REQUIREMENT A
Decide whether each statement agrees with the passage on GaN devices. Answer yes or no for each, and quote the words of the passage that decide it: (i) The 68th IEDM took place at the Hilton San Francisco Union Square. (ii) Intel's Components Division first reported an industry process for 300 mm GaN-on-silicon in 2022. (iii) Earlier presentations by Then and his co-workers promoted the technology for voltages of 12 V or below.
REQUIREMENT B
Proceed with the passage on GaN devices, starting right after its final sentence.

PASSAGE
↓

Underpinning this surge in sales are efforts of researchers in academia and industry – this community is improving established devices and developing new ones. Some of their recent, major breakthroughs were detailed at the 68th IEEE International Electron Devices Meeting (IEDM), held from 3-7 December, 2022, at the Hilton San Francisco Union Square. At that gathering, engineers unveiled new records in power integration, success with high-voltage switches on sapphire substrates, the introduction of a hybrid gate that bolsters threshold-voltage stability, and a debut for the vertical GaN superjunction device.



Figure 1.Intel Component Research has progressed its high-κ GaN transistor (a) to designs with a gate-field plate (b) and a source-field plate (c).


Optimising field plates

Speaking at the latest IEDM, Intel Components Research Engineer Han Wui Then claimed new records in power integration, accompanied by a new benchmark in the RF. He and his colleagues have been working to improve the performance of GaN devices on a 300 mm silicon (111) platform through the introduction of a pair of scaled field plates.

Intel’s latest success builds on its previous breakthroughs in GaN-on-silicon technology. Back in 2019, the company’s Components Division reported the first industry process for 300 mm GaN-on-silicon, motivated by a desire to better the performance, efficiency and density beyond what is capable with established technologies, such as SOI, CMOS, SiGe, BiCMOS and GaAs/InP HBT/HEMT. The GaN-on-silicon technology they have developed, promising high data rates and the ability to aid 5G communication systems, has already led to claims of best-in-class performance. Previous presentations by Then and his co-workers championed the capability of this technology for voltages of 12 V or below, where it could be used for battery-powered RF front-end modules. That ceiling on the voltage has now been raised, with Then announcing at the latest IEDM that with the introduction of field plates, performance is now far, far better than that of incumbent technologies at up to 40 V.

↑

DATASET CONTENT
↓

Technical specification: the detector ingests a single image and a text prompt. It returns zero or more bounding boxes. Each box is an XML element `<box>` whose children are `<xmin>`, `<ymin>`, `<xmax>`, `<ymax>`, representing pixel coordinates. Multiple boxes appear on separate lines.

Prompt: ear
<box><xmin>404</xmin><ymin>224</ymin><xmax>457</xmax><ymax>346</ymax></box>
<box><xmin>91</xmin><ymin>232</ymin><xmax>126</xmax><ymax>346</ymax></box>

↑

REPLY A
(i) Yes: "held from 3-7 December, 2022, at the Hilton San Francisco Union Square"
(ii) No: "Back in 2019, the company’s Components Division reported the first industry process for 300 mm GaN-on-silicon"
(iii) Yes: "Previous presentations by Then and his co-workers championed the capability of this technology for voltages of 12 V or below"

REPLY B
These field plates are added to a platform that is bringing Moore’s law to GaN, with fabrication of devices with dimensions on the nanoscale involving the use of atomic layer etching, as well as the atomic layer deposition of a dielectric gate. These processes are key to producing two devices: the enhancement-mode high-κ gate dielectric GaN transistor, and the D-mode Schottky GaN HEMT. The two types of transistor can be incorporated into circuits with an interconnect process that features four copper layers and enables tight integration of passives. There is also the opportunity for monolithic integration of GaN and CMOS technologies, using advanced chemical-mechanical polishing and cleaving processes.

For their latest work, Then and colleagues have investigated two different field plate architectures for enhancing device performance at higher drain voltages. One involves a gate field-plated and the other a source field-plate (see Figure 1 for details).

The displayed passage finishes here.